> **Aim of the task**
Starting at the first line of the records that contains "the woman's hand on belly", output every line through the end of the records as a numbered list, omitting blank lines.

Source records
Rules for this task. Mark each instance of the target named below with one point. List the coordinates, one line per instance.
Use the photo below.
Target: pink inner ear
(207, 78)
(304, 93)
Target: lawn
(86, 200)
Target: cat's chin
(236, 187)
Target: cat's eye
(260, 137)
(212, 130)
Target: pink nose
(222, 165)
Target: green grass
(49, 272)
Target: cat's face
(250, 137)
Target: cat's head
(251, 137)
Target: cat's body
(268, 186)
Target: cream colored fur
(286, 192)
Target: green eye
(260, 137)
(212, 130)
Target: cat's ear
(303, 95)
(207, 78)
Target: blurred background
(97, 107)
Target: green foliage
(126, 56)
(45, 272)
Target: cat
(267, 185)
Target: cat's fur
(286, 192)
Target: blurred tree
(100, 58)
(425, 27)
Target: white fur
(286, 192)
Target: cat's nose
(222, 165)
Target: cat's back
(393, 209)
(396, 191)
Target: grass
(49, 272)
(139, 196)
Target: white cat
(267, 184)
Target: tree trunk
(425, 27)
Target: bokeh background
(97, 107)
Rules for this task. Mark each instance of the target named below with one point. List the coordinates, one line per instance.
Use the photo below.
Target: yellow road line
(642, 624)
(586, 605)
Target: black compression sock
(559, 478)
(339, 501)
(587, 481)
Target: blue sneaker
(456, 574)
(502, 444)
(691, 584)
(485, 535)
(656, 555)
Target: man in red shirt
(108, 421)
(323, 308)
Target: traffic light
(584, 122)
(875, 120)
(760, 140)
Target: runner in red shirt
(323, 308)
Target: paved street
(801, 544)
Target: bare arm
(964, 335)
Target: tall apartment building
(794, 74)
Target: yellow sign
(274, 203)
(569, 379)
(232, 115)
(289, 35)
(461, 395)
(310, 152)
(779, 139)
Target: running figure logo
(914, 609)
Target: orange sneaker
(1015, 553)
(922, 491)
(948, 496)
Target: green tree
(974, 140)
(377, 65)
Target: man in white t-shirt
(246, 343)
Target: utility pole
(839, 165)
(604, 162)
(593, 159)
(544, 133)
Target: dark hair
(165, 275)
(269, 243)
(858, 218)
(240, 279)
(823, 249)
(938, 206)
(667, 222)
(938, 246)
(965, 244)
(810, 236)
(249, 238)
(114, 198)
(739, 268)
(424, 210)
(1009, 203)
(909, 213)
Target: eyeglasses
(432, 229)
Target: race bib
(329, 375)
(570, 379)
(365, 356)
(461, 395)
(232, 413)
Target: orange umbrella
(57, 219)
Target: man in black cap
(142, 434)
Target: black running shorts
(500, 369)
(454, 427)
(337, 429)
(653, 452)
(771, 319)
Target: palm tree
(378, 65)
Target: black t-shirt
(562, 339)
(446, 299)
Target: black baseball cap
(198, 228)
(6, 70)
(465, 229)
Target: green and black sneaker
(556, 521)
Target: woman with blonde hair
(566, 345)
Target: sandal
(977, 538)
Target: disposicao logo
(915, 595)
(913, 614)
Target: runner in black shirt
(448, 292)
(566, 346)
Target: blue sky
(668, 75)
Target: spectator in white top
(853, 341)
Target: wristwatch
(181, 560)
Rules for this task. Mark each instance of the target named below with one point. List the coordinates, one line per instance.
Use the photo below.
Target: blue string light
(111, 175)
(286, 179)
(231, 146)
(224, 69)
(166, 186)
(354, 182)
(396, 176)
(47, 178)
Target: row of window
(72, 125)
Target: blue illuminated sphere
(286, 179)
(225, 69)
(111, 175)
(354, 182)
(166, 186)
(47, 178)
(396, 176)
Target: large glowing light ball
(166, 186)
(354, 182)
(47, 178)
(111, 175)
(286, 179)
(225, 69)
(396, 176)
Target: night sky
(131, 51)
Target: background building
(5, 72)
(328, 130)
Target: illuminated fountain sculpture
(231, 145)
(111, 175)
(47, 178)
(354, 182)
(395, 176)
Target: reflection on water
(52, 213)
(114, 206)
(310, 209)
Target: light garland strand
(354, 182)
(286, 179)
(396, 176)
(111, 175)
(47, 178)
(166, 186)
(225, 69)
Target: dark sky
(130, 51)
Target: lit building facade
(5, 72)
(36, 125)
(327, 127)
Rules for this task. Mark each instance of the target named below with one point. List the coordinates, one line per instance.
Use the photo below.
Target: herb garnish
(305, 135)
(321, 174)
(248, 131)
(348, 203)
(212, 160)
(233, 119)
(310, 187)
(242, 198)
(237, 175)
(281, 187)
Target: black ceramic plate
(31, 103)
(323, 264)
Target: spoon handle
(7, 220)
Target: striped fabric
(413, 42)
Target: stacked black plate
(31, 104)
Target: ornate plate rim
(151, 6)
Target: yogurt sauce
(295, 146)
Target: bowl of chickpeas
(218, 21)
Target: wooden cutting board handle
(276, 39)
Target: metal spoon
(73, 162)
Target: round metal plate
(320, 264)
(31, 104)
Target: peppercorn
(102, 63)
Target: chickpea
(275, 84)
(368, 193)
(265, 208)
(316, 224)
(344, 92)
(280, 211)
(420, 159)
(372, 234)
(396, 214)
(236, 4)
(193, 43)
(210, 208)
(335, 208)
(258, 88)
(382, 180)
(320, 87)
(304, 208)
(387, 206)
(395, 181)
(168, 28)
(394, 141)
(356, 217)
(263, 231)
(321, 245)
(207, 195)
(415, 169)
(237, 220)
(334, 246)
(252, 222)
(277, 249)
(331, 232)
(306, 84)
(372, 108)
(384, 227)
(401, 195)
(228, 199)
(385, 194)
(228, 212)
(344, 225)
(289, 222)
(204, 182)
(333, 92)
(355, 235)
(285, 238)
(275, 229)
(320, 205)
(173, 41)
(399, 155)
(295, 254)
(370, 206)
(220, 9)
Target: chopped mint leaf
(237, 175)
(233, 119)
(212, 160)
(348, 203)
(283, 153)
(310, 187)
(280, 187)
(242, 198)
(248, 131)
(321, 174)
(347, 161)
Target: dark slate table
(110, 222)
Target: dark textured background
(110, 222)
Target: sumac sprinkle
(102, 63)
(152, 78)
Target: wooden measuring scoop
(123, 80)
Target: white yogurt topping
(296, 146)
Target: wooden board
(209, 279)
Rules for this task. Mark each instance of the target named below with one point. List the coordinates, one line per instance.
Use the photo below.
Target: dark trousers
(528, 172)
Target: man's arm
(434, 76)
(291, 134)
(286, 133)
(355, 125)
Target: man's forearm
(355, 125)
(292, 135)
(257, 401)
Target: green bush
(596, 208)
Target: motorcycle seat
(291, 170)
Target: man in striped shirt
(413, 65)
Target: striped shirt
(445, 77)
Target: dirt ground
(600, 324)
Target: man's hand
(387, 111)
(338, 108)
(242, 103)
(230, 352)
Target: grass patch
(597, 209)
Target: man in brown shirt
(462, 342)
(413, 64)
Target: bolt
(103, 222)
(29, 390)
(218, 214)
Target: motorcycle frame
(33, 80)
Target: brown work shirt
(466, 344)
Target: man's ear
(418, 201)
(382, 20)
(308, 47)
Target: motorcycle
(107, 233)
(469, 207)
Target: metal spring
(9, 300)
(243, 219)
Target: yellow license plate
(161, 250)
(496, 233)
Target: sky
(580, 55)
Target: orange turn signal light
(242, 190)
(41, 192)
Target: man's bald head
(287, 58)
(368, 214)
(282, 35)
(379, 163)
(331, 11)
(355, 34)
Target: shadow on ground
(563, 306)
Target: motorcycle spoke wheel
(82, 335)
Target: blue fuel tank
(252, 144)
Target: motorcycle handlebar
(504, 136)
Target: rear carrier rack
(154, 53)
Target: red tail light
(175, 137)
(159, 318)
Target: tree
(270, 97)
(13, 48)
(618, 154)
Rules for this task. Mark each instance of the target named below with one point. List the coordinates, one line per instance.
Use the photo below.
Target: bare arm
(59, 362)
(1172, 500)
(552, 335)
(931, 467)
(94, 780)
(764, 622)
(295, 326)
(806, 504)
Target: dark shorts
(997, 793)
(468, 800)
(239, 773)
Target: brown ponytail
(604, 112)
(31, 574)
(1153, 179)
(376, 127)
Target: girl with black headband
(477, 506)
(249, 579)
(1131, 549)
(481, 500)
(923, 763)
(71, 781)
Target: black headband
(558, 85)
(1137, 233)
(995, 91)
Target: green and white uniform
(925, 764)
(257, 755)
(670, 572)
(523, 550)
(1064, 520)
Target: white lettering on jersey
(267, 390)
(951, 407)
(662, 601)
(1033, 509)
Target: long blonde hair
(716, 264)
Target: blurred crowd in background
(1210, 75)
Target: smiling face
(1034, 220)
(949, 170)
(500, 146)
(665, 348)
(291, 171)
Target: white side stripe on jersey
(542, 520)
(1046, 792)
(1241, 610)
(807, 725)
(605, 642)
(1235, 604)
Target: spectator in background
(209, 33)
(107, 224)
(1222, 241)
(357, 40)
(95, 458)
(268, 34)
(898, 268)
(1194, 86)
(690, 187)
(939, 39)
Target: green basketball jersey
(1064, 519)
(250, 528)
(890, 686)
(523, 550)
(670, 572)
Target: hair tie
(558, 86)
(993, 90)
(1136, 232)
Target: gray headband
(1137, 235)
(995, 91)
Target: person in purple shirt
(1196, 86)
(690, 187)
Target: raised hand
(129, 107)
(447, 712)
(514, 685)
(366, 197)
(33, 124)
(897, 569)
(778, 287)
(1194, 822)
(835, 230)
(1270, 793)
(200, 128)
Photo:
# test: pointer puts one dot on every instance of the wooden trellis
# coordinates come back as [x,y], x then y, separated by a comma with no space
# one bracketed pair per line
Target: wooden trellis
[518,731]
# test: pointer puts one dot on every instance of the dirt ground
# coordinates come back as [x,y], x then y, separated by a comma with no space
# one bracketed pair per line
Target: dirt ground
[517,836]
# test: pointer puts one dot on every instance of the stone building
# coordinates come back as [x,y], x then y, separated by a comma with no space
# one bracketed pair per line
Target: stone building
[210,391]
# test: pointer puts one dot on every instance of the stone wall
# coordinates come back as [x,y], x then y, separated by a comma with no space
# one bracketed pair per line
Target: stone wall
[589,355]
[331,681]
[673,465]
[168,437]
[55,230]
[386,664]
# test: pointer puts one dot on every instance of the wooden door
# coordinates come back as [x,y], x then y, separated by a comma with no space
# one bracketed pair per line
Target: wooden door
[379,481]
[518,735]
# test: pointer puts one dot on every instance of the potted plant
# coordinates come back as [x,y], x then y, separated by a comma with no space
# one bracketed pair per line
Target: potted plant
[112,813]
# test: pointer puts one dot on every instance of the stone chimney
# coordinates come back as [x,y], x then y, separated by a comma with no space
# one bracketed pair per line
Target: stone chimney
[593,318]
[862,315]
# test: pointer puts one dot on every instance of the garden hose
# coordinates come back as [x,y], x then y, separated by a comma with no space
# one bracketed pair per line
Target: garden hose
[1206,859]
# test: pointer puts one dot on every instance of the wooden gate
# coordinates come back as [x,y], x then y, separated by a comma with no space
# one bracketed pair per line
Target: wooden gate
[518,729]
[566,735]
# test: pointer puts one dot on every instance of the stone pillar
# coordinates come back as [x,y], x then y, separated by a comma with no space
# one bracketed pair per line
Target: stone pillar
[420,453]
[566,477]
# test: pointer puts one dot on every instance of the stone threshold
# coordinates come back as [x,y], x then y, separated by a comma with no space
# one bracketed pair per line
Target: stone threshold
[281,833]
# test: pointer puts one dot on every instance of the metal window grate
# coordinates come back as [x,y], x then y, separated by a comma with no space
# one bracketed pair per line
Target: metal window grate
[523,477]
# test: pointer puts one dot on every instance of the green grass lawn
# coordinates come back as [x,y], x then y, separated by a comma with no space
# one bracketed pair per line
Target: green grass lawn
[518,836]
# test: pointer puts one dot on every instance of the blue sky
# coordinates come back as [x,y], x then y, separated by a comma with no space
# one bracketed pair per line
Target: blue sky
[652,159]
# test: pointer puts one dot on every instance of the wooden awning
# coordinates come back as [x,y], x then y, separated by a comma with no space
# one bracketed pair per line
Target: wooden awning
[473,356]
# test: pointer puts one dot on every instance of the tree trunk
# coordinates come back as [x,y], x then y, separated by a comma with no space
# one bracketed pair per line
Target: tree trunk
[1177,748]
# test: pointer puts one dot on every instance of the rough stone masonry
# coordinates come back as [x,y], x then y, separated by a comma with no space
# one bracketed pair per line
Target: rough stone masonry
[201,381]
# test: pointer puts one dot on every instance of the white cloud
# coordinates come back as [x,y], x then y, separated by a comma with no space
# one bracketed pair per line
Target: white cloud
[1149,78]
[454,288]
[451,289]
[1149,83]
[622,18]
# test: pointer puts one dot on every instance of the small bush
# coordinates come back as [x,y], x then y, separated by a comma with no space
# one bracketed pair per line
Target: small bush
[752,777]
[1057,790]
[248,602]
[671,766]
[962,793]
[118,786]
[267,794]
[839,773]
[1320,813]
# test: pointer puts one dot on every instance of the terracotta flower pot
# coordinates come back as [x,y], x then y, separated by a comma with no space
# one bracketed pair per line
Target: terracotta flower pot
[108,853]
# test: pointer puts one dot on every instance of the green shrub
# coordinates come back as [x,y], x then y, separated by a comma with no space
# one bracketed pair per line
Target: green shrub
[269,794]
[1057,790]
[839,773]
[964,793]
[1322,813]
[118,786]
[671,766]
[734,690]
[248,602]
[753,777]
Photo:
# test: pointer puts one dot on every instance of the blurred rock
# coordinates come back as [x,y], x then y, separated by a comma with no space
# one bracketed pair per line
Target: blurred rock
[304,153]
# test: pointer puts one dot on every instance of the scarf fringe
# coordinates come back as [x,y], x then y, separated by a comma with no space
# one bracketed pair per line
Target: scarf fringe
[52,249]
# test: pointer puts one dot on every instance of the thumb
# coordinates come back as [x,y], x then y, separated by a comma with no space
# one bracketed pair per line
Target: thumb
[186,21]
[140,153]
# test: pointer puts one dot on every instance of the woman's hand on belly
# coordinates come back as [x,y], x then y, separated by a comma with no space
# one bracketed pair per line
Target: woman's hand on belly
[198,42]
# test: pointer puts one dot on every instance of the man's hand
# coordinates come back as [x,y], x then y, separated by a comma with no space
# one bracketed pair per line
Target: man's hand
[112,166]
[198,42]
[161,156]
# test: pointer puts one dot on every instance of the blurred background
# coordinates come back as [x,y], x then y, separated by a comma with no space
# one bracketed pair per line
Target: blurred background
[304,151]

> **Written answer**
1. # test: pointer puts one dot on every instance of the woman's hand on belly
2. # coordinates come back as [x,y], x then y, separated by a comma with no space
3. # one bracketed pair per line
4. Target: woman's hand on belly
5. [198,42]
6. # test: pointer puts one dot on every instance of the man's hand
7. # coordinates come back as [x,y], x then y, separated by a comma with no space
8. # one bracketed pair per line
9. Target: man's hand
10. [112,166]
11. [198,42]
12. [161,156]
13. # test: pointer puts one dot on every instance of the blurred background
14. # coordinates come back as [x,y], x then y, separated by a comma with no space
15. # one bracketed pair per line
16. Target: blurred background
17. [304,151]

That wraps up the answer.